_Input material_
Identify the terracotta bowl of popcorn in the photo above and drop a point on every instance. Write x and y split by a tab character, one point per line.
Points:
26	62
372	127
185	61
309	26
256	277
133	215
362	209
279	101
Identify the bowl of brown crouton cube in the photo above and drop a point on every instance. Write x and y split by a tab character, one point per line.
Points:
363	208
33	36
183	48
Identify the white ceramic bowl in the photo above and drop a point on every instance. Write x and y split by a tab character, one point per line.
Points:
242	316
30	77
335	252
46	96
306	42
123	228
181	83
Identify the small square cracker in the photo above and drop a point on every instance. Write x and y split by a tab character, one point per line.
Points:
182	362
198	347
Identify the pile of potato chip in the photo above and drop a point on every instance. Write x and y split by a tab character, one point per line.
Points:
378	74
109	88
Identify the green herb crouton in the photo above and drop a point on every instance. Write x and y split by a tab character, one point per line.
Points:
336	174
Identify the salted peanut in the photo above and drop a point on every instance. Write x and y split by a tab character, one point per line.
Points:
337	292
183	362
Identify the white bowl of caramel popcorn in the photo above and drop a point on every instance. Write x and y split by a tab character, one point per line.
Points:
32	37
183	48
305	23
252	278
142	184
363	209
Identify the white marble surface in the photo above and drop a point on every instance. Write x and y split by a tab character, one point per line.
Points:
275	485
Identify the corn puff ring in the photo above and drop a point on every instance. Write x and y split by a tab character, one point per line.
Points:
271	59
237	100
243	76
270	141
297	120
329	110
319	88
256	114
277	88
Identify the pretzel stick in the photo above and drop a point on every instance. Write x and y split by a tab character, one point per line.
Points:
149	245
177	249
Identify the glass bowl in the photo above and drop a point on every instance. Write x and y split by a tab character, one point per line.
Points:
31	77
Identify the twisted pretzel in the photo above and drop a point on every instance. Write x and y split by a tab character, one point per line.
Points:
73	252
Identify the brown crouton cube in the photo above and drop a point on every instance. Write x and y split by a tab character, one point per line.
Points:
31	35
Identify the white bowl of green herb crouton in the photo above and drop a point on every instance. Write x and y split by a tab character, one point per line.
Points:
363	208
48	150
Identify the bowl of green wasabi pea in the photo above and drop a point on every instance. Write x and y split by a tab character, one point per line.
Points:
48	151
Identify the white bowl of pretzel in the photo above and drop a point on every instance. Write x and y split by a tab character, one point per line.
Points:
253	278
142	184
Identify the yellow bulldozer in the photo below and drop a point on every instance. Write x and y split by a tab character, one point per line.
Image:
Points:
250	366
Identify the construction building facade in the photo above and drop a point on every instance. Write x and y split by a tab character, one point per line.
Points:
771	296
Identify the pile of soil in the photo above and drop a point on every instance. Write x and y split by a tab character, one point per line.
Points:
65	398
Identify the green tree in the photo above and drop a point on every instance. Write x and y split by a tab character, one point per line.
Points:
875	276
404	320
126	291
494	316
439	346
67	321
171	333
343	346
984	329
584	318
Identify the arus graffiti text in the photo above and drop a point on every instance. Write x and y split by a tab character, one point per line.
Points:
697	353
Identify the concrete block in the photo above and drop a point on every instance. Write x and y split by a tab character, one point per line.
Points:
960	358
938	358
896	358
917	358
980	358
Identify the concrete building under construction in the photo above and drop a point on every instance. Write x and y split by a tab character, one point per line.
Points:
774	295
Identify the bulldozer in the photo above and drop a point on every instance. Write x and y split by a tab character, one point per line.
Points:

_Work item_
Report the number of lines in these entries that hold the word "brown". Add nothing else.

_Response to the task_
2